begin EXTRACTED DATA

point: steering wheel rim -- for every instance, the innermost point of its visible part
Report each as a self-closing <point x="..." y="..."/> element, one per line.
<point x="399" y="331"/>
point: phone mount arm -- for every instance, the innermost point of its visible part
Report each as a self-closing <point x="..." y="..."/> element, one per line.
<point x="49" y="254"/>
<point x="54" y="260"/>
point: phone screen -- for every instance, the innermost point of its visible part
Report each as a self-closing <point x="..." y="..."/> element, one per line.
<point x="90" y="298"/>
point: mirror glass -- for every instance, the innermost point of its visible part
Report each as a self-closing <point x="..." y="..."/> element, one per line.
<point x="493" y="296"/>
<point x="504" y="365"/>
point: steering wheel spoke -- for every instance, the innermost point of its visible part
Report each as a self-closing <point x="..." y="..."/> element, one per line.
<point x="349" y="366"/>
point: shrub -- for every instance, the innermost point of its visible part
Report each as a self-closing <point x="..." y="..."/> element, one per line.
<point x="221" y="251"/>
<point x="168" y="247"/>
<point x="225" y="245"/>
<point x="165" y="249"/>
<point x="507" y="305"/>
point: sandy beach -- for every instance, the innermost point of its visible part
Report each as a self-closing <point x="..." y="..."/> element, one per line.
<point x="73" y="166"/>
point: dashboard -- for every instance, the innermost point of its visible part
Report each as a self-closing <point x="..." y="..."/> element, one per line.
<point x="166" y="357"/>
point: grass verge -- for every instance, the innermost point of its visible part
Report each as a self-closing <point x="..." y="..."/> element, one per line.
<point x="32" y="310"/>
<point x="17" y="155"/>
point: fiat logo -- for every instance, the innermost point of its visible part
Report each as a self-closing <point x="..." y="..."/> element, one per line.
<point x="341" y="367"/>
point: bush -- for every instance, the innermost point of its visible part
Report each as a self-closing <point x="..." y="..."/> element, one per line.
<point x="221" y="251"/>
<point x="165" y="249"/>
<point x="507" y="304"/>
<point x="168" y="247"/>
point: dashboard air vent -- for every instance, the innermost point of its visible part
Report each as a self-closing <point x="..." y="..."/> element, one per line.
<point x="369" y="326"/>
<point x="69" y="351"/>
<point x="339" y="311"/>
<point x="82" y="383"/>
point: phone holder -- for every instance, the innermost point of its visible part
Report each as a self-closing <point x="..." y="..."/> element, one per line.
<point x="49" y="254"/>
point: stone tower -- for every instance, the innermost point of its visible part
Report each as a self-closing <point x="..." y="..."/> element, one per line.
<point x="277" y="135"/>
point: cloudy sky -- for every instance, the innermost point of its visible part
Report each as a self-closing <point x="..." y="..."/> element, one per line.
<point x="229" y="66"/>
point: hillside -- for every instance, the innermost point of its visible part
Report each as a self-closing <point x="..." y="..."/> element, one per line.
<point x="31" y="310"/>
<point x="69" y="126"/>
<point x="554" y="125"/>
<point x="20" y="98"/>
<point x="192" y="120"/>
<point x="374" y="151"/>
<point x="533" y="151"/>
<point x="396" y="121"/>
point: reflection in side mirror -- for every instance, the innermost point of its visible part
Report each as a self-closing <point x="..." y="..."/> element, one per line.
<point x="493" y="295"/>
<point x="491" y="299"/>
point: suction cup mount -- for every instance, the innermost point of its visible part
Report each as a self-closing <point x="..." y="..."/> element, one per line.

end EXTRACTED DATA

Repeat all of the records above exactly as they appear.

point: steering wheel rim -- for every instance, the innermost point of its visible part
Report each as a self-closing <point x="..." y="..."/> element, one per line.
<point x="399" y="331"/>
point: phone mount arm -- for every instance, the innermost point of its visible part
Report each as a self-closing <point x="..." y="..."/> element, one per line.
<point x="49" y="254"/>
<point x="54" y="260"/>
point: phone screen -- for every instance, the innermost point of its visible part
Report each as a self-closing <point x="..." y="..."/> element, one per line.
<point x="90" y="298"/>
point: mirror glass -- for every instance, the innermost point of its visible part
Report each as a self-closing <point x="..." y="..."/> element, one per line.
<point x="493" y="296"/>
<point x="504" y="365"/>
point: steering wheel spoke -- for every instance, the innermost point of its visible part
Report each as a self-closing <point x="..." y="..."/> element, one per line.
<point x="349" y="366"/>
point: shrub -- for every instance, the innermost point of its visible part
Report each as a self-closing <point x="..." y="..."/> element, one per line.
<point x="221" y="251"/>
<point x="168" y="247"/>
<point x="225" y="245"/>
<point x="165" y="249"/>
<point x="507" y="305"/>
point: sandy beach -- for every instance, the innermost point of its visible part
Report each as a self-closing <point x="..." y="..."/> element, one per line.
<point x="73" y="166"/>
point: dashboard -- for every instance, the innermost point of its visible part
Report each as a self-closing <point x="..." y="..."/> element, one per line.
<point x="166" y="357"/>
point: grass verge -- for every instance, the innermost point of its visible part
Report each as a self-closing <point x="..." y="..."/> element, one per line.
<point x="32" y="310"/>
<point x="17" y="155"/>
point: fiat logo -- for every instance, the innermost point of its visible part
Report each as a self-closing <point x="..." y="..."/> element, one per line.
<point x="341" y="367"/>
point: bush -- for every instance, the innermost point of its visible part
Report each as a self-closing <point x="..." y="..."/> element, one per line.
<point x="221" y="251"/>
<point x="165" y="249"/>
<point x="507" y="304"/>
<point x="168" y="247"/>
point: dashboard air vent -- for every instance, the innermost point of its visible part
Report each as a self-closing <point x="..." y="..."/> element, one per line.
<point x="369" y="326"/>
<point x="69" y="351"/>
<point x="339" y="311"/>
<point x="82" y="383"/>
point: phone holder -- for every instance, the innermost point of its visible part
Report each as a self-closing <point x="..." y="..."/> element, one per line.
<point x="49" y="254"/>
point: stone tower -- for every instance, the innermost point of its visible part
Report each as a self-closing <point x="..." y="..."/> element, one per line.
<point x="277" y="135"/>
point: cloudy sky -- for every instance, the innermost point of its visible part
Report each as a self-closing <point x="..." y="..."/> element, one per line.
<point x="229" y="66"/>
point: hillside -- for every instance, the innermost point of its visible part
Report each as a self-closing <point x="..." y="..."/> element, one per line.
<point x="31" y="310"/>
<point x="69" y="126"/>
<point x="554" y="125"/>
<point x="20" y="98"/>
<point x="192" y="120"/>
<point x="374" y="151"/>
<point x="533" y="151"/>
<point x="396" y="121"/>
point: reflection in side mirror -- for every instance, the innermost point of its visible part
Report each as a self-closing <point x="..." y="..."/> element, one per line.
<point x="493" y="295"/>
<point x="491" y="299"/>
point: suction cup mount -- for every instance, the innermost point of its visible part
Report each as a self-closing <point x="..." y="..."/> element, one per line.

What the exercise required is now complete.